(DIRECTIONS FOR THIS TASK)
From the first line of the entries below through the line holding "Find every instance of the ornate", write out every line exactly, please, and leave out the pictures.
Start of TASK INPUT
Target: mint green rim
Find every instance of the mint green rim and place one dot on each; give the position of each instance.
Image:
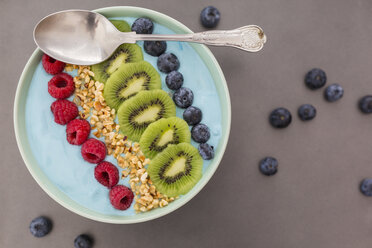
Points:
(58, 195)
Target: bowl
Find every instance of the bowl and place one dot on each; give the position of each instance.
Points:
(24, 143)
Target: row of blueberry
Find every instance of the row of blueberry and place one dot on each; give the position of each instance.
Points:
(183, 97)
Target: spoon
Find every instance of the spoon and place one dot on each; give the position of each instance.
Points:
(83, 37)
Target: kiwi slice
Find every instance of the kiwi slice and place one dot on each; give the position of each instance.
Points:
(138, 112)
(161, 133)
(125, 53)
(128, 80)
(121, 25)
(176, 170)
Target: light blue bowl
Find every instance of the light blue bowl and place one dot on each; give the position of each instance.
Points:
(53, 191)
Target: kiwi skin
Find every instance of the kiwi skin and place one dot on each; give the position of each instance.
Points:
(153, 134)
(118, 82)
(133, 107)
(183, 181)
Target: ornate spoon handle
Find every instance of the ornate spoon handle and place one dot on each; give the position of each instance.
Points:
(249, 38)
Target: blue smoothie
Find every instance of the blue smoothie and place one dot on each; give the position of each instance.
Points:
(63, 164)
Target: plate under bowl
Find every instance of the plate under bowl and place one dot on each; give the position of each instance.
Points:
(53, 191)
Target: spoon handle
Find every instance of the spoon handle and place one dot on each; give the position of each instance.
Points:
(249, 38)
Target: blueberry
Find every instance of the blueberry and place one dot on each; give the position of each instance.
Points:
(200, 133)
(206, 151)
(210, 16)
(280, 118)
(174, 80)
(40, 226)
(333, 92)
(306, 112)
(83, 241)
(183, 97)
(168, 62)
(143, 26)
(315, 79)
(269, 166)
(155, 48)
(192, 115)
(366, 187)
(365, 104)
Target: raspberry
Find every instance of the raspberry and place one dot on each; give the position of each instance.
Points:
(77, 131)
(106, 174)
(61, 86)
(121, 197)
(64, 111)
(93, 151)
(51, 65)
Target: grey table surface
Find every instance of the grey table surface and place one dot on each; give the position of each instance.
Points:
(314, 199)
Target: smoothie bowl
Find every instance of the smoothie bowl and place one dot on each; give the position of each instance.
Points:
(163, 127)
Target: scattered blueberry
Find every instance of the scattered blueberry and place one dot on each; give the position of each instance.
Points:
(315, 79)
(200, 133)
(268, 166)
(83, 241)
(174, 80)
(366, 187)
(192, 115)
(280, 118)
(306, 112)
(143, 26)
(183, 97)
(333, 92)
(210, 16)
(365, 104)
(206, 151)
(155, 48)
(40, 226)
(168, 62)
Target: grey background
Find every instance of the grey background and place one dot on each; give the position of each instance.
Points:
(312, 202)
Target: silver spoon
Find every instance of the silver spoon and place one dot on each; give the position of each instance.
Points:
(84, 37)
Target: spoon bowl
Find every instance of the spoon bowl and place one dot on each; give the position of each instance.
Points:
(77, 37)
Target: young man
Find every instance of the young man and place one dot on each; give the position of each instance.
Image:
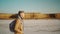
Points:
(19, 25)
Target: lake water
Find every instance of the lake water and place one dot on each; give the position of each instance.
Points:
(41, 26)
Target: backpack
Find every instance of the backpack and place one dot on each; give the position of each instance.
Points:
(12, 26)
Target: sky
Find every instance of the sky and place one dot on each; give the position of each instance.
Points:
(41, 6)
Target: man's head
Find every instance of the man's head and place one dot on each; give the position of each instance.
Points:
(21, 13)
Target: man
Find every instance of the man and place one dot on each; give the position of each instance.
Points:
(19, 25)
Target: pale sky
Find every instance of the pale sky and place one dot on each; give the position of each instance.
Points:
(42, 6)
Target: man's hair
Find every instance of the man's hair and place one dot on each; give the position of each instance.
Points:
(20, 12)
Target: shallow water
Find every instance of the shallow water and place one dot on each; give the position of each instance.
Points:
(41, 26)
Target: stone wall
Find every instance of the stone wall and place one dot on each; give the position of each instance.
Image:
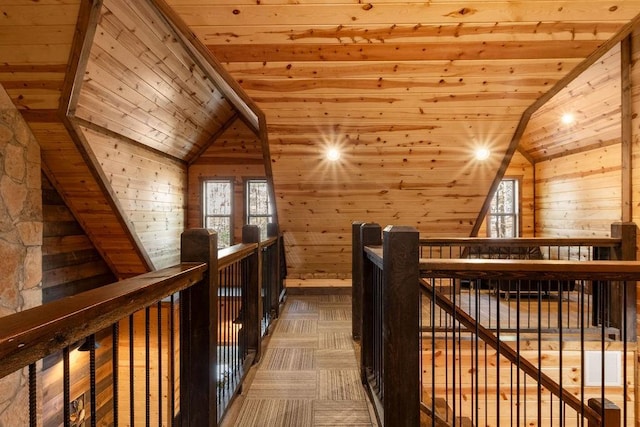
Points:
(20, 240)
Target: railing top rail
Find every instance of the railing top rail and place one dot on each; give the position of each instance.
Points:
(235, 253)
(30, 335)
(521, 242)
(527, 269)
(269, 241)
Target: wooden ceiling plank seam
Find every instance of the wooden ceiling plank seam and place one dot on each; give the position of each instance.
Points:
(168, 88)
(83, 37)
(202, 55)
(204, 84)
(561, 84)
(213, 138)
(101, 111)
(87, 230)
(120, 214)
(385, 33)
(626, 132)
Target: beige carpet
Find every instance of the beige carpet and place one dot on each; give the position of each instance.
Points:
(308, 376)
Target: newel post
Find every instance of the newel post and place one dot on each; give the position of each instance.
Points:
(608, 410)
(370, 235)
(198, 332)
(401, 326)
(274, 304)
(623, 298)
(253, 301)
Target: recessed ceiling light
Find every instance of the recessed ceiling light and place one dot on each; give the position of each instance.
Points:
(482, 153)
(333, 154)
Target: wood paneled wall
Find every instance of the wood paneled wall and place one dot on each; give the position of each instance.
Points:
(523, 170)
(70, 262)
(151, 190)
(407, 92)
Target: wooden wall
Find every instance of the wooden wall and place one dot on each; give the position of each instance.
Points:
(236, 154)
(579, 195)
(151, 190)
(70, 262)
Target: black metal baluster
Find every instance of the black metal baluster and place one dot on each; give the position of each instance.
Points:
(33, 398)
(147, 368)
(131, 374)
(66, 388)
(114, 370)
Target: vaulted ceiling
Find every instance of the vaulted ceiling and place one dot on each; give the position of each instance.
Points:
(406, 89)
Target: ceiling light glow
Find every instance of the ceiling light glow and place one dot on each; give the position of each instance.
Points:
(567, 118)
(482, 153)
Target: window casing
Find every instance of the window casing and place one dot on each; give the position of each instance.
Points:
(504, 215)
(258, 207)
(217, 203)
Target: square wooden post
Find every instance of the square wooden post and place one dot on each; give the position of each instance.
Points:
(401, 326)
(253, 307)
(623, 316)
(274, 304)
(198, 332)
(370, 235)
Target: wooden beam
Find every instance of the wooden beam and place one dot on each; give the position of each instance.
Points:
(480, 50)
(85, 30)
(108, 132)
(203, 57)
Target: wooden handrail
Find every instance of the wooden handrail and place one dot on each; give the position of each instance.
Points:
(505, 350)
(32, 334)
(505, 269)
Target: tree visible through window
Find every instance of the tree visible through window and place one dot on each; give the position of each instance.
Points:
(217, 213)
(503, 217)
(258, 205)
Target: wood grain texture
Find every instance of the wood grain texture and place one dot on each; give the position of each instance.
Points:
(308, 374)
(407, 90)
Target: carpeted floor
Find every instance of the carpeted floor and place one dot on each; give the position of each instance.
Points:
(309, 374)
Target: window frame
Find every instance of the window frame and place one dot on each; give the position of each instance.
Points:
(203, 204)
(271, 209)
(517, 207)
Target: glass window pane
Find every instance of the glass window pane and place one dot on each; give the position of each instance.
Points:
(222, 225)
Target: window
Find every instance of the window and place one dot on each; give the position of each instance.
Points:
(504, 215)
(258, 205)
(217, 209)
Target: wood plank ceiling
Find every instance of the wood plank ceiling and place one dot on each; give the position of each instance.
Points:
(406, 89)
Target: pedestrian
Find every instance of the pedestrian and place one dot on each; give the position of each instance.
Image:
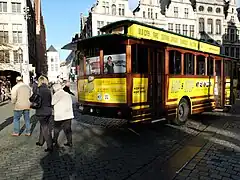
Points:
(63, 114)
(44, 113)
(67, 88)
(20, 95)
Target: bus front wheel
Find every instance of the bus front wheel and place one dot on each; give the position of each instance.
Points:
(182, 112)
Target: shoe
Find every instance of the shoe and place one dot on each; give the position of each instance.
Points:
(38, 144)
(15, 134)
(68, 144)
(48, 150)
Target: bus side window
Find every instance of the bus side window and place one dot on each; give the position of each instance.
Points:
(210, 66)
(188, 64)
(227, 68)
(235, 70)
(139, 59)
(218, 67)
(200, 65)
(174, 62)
End of TASK INPUT
(COMPLETED EXERCISE)
Target: mint green rim
Find every instance of the mint green rim and place one dot on each; give the position of each instance.
Image:
Points:
(58, 195)
Target: bowl
Find every instance of the bowl and place one dot on each; give the position of each instance.
Points:
(24, 143)
Target: row of blueberry
Find every instance of the row of blueberry and place one dot on each; give the position of each instance.
Points:
(183, 97)
Target: spoon
Find every instance of the spoon and place one dot on each; give the position of each instance.
Points:
(83, 37)
Target: kiwi slice
Find every instance of the kiwi slice and place one dot on each; give the position of each instance.
Points:
(138, 112)
(161, 133)
(125, 53)
(128, 80)
(121, 25)
(176, 170)
Target: light blue bowl
Find every instance of the light blue bowl and place one dot on each; give the position of each instance.
Points:
(53, 191)
Target: kiwi skin
Find every instance of the kiwi skin and place one dot on each; give the position of each instance.
Points:
(153, 134)
(118, 82)
(133, 107)
(183, 181)
Target: ornate spoon handle
Find every instance of the ornate spoon handle and place one dot on each; give the position of each instance.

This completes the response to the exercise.